Passage shown.
--- begin ---

AWS Lambda extensions provide a way to integrate monitoring, observability, security, and governance tools into the Lambda execution environment without complex installation or configuration management. You can run extensions both as part of the runtime process with an internal extension or as a separate process in the execution environment with an external extension.

Lambda extensions enable the circuit breaker pattern without modifying the core function code. An external extension checks in a separate runtime whether a certain service is reachable or not. This approach decouples the business logic in the Lambda function from failure detection, allowing for the reuse of this Lambda extension across different Lambda functions. Both decoupling of code with different purposes and code reuse is in line with the best practices for building Lambda functions.

Pinging a microservice at each Lambda invocation increases network traffic and latency. Circuit breaker implementations benefit from a caching layer to store the state of the microservices. The Lambda extension fetches the status of a microservice from a database and stores the result in memory for a specified time avoiding a disk write. The Lambda function checks the extension cache before pinging the microservice reducing network traffic. Lambda extensions are an ideal tool to build a caching layer for Lambda functions since its in-memory cache makes it more secure, easier to manage, and more performant due to higher availability compared to calling a network resource instead.

--- end ---

Data lines.
--- begin ---

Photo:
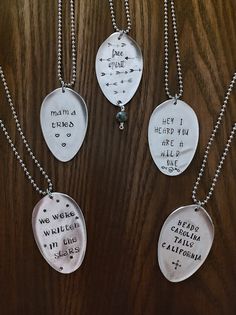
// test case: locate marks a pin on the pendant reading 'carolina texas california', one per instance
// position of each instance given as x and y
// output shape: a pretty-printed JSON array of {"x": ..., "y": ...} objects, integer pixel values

--- end ---

Write out the section of the Lambda extensions passage that opens with the words containing "AWS Lambda extensions" and closes with "building Lambda functions.", keeping every word as it appears. The listing plays no part in this exercise.

AWS Lambda extensions provide a way to integrate monitoring, observability, security, and governance tools into the Lambda execution environment without complex installation or configuration management. You can run extensions both as part of the runtime process with an internal extension or as a separate process in the execution environment with an external extension.

Lambda extensions enable the circuit breaker pattern without modifying the core function code. An external extension checks in a separate runtime whether a certain service is reachable or not. This approach decouples the business logic in the Lambda function from failure detection, allowing for the reuse of this Lambda extension across different Lambda functions. Both decoupling of code with different purposes and code reuse is in line with the best practices for building Lambda functions.